━━ Texto de partida ━━

No Manual português «Filosofia 10º ano» de Luís Rodrigues lê-se:

 

«Um argumento indutivo é válido quando é improvável (ou muito pouco provável), mas não impossível que as suas premissas sejam verdadeiras e a conclusão falsa.»

Consideremos o seguinte argumento:

Todas as pessoas que comeram no restaurante Zodíaco ontem à noite ficaram doentes.

Logo, a comida estava estragada.

Trata-se de um bom argumento indutivo.» ( Filosofia, Volume 1, Luís Rodrigues, Plátano Editora, pag 54-55).

 

Crítica minha:  definir o raciocínio indutivo como aquele em que é bastante improvável que sendo as premissas verdadeiras a conclusão seja falsa é sinal de uma certa vacuidade intelectual; esta definição nebulosa também se pode aplicar ao raciocínio de analogia.

E o exemplo referente ao restaurante Zodíaco parece ser uma dedução e não uma indução. Vejamos o corpo total dessa dedução, desocultando a premissa oculta :

 

Todas as pessoas que ficam doentes após comer num restaurante é por ingerir comida estragada.

Todas as pessoas que comeram no restaurante Zodíaco ontem à noite ficaram doentes.

Logo, a comida estava estragada.

 

Vê-se pois, uma vez mais, que os manuais de filosofia no ensino secundário em Portugal - a maior parte dos quais gerados pelos parafilósofos analíticos da Sociedade Portuguesa de Filosofia, lobby poderoso no mundo editorial - abundam em erros que os professores criteriosos devem, inteligentemente, desmontar nas aulas.

━━━
━━ Conjunto de dados ━━

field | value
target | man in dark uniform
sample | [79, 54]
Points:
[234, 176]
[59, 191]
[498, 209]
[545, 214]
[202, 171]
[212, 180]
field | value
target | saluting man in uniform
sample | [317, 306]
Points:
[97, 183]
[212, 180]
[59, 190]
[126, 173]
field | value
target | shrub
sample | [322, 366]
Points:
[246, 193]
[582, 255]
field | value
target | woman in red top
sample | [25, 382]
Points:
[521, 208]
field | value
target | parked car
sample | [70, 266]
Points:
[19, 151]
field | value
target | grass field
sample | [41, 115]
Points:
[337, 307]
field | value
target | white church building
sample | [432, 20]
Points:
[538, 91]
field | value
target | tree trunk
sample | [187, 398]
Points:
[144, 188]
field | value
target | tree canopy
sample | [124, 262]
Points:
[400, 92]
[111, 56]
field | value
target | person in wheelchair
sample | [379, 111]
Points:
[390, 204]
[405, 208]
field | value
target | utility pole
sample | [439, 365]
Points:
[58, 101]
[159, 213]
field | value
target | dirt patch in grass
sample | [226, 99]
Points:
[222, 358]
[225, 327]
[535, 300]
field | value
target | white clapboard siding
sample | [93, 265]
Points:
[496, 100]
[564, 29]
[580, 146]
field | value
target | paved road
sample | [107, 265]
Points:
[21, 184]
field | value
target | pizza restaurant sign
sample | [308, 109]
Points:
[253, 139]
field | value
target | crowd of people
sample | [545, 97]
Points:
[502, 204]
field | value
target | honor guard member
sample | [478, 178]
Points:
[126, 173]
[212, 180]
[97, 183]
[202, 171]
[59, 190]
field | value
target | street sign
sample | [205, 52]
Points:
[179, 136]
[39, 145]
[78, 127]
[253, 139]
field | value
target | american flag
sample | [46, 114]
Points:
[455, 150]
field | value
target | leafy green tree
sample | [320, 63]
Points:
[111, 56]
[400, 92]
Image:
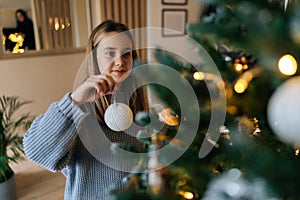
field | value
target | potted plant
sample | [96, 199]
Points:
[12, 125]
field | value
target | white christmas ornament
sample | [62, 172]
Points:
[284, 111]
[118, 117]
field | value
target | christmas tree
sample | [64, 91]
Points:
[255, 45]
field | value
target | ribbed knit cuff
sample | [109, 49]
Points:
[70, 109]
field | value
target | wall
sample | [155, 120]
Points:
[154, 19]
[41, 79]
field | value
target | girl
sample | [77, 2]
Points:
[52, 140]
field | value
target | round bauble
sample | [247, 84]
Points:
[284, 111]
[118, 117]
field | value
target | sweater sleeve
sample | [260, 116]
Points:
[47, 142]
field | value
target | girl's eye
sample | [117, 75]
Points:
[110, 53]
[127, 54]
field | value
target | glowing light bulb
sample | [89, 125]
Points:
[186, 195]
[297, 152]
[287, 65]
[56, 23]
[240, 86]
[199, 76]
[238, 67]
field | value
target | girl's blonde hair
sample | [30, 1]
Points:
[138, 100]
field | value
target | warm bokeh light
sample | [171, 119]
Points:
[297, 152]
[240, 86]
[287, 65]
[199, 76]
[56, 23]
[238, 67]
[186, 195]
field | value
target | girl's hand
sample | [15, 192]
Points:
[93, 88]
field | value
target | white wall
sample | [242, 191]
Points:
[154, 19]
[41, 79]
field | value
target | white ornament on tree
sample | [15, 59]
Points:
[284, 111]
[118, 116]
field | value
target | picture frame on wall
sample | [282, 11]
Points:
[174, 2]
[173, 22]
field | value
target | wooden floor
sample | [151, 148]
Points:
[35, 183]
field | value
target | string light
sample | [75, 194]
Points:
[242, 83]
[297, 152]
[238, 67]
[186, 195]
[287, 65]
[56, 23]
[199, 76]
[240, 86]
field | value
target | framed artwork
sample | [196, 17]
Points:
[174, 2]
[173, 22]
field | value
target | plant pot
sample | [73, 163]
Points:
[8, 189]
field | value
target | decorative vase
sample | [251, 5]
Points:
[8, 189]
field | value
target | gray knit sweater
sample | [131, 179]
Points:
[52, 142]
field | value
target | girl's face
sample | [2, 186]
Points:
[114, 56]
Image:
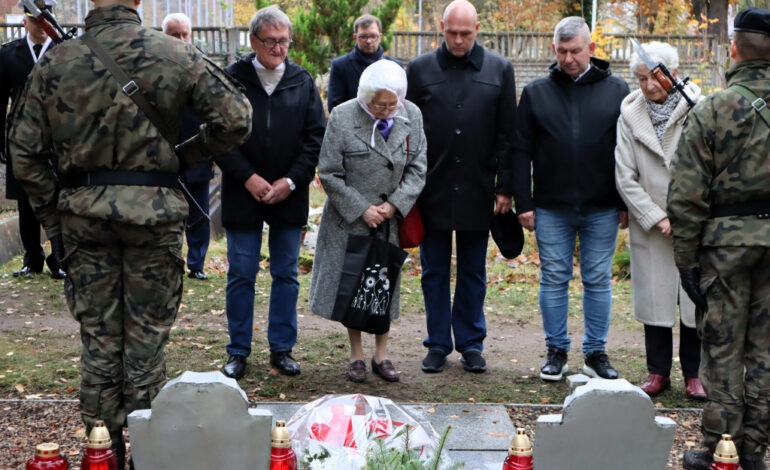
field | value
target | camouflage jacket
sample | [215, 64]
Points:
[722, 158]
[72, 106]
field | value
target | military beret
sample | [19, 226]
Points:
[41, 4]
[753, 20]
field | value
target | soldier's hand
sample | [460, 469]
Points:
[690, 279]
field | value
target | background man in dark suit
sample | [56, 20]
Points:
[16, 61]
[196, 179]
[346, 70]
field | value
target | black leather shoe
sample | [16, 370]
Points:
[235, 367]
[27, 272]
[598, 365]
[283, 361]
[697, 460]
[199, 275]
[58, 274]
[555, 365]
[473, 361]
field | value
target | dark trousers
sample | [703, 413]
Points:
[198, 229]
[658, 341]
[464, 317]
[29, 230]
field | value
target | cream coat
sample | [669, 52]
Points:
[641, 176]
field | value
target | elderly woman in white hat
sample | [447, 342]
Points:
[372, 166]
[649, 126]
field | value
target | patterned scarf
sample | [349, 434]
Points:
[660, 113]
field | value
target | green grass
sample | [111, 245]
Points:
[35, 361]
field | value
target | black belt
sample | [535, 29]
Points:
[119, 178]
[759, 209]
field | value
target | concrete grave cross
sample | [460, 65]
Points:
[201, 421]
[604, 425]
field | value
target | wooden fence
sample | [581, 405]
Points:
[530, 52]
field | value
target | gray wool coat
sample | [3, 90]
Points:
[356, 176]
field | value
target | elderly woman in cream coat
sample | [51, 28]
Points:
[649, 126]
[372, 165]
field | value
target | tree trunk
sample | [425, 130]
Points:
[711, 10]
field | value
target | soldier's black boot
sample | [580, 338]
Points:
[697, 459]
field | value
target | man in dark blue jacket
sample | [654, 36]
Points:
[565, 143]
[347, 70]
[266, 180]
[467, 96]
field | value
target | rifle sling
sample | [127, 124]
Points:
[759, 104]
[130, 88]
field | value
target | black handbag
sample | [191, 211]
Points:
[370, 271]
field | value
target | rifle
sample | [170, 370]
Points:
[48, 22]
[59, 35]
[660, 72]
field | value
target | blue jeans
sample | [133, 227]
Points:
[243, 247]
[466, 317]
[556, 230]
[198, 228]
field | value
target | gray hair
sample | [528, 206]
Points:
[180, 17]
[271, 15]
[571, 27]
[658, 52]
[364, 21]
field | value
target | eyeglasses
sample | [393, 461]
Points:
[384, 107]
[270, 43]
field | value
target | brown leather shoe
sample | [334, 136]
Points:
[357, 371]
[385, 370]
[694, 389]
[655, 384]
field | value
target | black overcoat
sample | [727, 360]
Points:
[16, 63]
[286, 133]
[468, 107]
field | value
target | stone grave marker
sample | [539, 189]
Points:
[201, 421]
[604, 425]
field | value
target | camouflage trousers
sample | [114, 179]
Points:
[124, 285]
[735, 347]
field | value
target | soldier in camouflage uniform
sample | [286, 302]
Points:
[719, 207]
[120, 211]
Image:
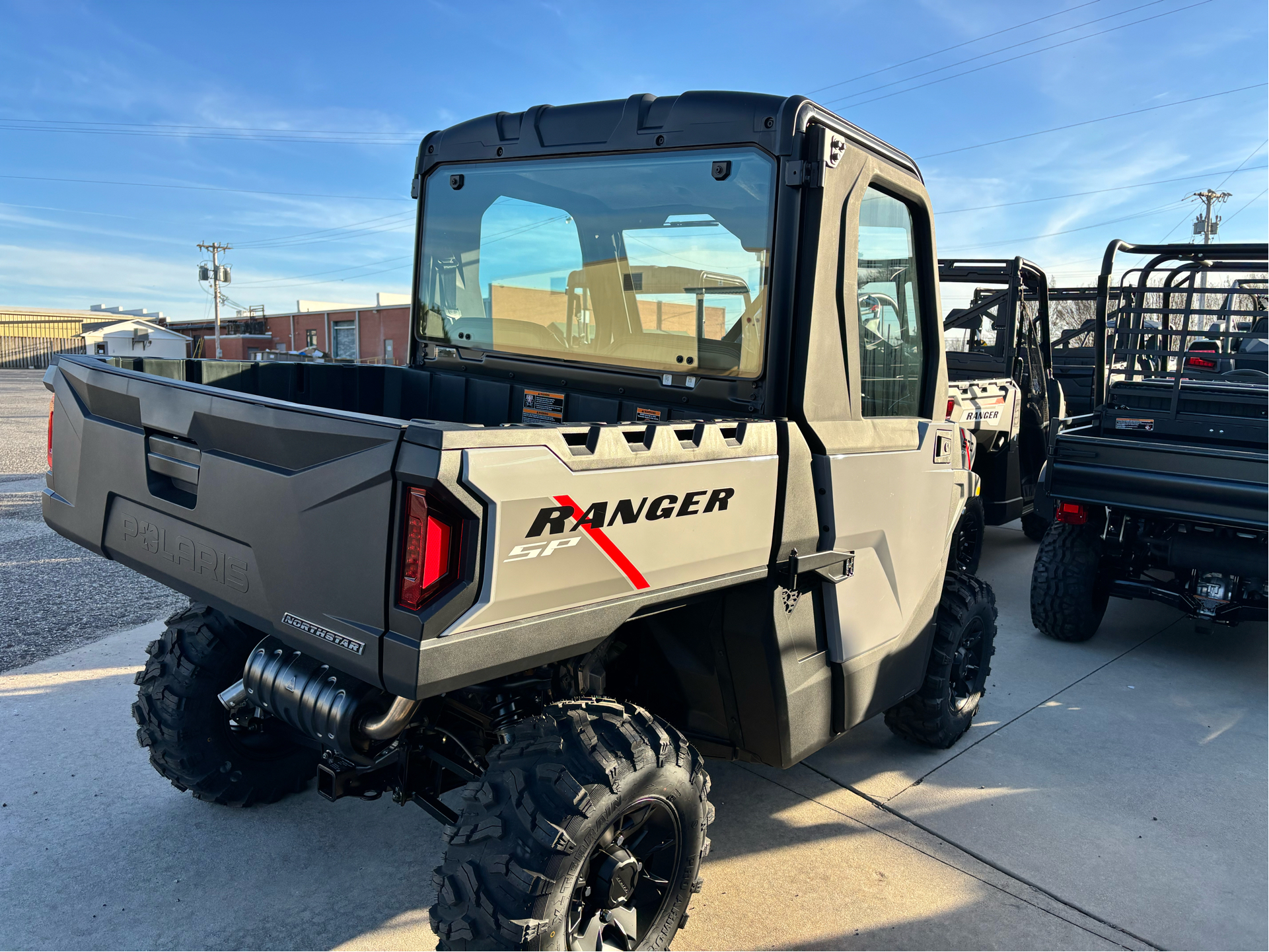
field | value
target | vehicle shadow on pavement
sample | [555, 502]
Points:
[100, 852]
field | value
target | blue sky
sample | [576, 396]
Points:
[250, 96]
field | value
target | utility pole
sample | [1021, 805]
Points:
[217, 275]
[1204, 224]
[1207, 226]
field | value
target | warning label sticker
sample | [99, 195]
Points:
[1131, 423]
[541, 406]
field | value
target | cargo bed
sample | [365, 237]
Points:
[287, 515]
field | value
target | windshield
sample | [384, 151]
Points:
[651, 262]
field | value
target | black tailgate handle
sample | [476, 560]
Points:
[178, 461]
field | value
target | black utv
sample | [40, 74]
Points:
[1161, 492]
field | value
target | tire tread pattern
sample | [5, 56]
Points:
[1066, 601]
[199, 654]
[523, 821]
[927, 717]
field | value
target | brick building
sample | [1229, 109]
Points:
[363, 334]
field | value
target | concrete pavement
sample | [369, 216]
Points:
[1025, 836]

━━━
━━ Conjunto de dados ━━

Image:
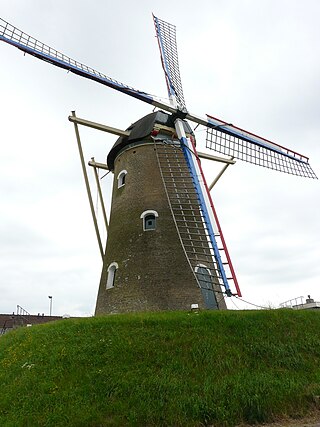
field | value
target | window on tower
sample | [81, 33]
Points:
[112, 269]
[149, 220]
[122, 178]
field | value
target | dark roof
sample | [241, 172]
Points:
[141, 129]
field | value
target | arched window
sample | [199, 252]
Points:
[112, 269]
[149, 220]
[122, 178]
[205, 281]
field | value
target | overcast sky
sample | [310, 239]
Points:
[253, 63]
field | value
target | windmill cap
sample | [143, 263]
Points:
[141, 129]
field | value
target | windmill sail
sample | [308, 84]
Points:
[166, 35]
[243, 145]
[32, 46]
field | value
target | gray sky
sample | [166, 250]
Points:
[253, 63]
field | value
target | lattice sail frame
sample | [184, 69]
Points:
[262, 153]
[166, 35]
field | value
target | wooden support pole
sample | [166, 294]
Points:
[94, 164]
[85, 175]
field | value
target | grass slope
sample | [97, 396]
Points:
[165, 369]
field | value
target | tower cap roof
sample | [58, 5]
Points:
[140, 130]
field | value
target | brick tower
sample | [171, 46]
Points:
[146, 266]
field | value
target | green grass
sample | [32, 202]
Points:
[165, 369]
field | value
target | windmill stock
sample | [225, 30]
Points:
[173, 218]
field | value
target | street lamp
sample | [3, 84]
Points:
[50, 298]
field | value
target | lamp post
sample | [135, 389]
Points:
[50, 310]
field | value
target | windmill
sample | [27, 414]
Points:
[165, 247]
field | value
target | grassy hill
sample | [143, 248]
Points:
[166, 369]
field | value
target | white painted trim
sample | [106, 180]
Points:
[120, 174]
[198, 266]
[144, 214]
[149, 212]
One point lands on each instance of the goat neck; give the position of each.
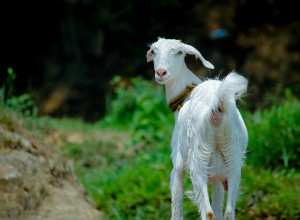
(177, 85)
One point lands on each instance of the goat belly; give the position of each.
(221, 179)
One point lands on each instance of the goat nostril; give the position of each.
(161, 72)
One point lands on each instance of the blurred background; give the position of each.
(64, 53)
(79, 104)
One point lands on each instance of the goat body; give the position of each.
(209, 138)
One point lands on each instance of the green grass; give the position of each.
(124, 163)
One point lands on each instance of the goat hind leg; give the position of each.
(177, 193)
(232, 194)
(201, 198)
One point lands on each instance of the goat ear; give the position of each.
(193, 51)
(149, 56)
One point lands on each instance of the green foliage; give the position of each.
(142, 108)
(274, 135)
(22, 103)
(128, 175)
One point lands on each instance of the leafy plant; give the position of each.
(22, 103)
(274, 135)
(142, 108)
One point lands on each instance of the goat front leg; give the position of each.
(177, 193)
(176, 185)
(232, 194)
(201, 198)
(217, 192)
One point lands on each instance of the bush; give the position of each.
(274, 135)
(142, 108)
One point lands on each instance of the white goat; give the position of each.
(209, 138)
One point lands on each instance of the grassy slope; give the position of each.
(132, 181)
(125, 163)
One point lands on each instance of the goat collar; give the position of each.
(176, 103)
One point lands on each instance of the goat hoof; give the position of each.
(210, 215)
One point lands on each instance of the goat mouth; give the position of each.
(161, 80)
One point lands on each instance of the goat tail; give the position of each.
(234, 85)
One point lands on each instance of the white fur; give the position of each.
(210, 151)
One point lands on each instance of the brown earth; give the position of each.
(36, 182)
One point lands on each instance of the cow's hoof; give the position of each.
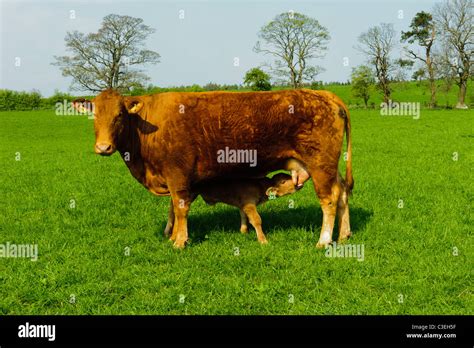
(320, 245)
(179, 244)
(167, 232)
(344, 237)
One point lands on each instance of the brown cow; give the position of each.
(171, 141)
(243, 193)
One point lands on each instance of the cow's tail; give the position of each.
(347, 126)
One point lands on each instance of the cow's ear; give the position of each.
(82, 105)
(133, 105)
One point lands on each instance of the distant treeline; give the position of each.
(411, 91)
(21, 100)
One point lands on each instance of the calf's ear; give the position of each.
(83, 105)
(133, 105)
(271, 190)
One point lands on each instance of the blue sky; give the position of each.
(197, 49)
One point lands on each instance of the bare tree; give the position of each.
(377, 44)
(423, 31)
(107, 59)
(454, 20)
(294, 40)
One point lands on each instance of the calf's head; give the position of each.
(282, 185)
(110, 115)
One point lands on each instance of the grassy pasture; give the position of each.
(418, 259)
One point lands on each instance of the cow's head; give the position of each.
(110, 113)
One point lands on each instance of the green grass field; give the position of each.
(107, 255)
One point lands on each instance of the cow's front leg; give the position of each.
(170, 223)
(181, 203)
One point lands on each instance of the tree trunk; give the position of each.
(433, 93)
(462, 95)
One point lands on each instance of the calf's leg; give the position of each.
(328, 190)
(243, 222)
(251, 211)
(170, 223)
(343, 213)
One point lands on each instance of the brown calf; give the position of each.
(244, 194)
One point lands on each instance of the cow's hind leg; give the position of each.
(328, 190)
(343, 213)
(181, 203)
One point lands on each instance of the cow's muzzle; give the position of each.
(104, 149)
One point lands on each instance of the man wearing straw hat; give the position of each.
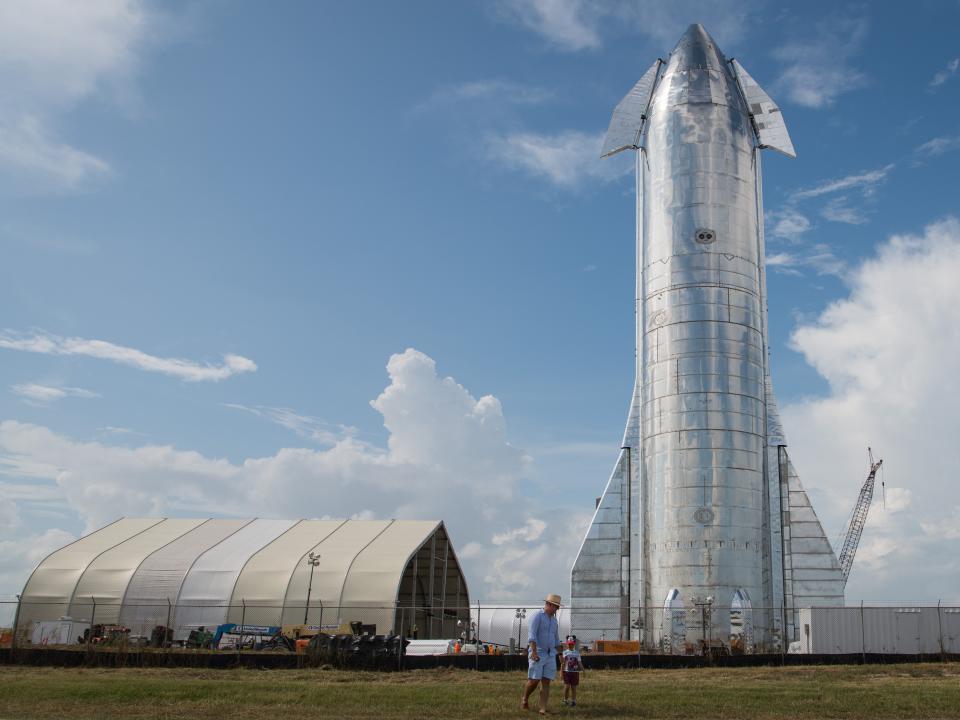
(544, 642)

━━━
━━ Conjunto de dados ━━

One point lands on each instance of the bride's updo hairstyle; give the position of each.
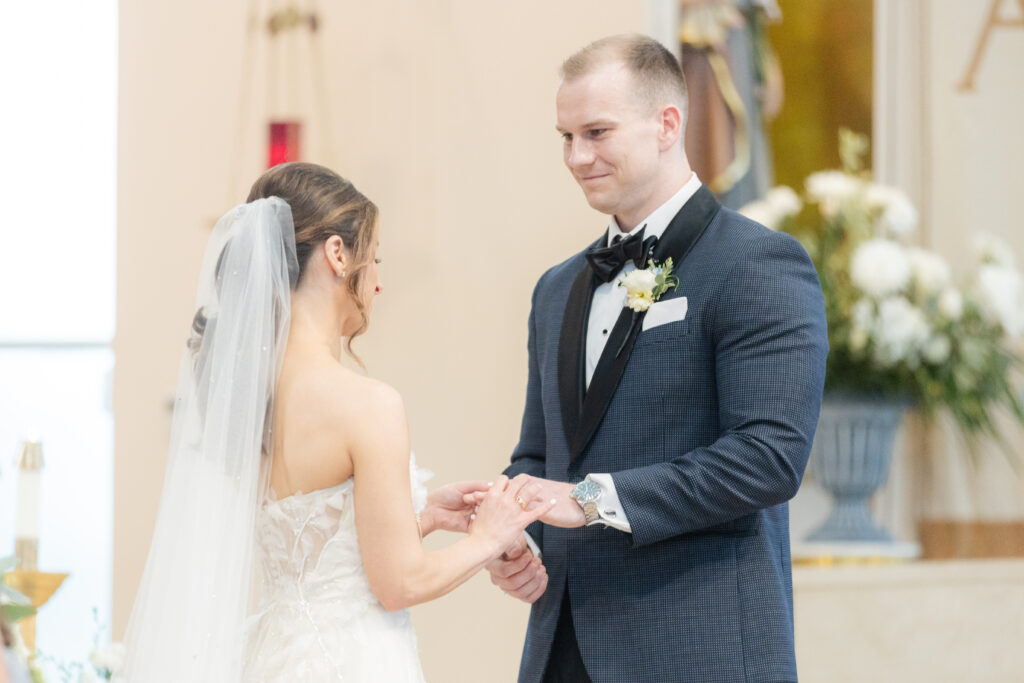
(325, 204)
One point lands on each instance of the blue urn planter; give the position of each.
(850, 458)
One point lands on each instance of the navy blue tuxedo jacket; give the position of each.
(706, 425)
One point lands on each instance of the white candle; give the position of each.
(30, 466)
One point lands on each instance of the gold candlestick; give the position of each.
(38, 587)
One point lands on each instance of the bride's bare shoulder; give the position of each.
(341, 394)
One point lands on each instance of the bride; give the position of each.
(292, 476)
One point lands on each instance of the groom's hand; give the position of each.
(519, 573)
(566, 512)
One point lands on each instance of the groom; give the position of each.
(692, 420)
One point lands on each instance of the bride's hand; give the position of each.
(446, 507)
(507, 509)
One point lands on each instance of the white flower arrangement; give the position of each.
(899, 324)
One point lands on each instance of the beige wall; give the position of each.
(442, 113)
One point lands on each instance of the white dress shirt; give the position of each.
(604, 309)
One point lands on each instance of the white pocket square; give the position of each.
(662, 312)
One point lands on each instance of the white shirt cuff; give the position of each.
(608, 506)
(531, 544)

━━━

__A tua tarefa__.
No texto de partida, a crítica afirma que a definição de raciocínio indutivo dada no manual também se pode aplicar a outro tipo de raciocínio. Qual é esse tipo de raciocínio?

__Resultado do exercício__.
Ao raciocínio de analogia.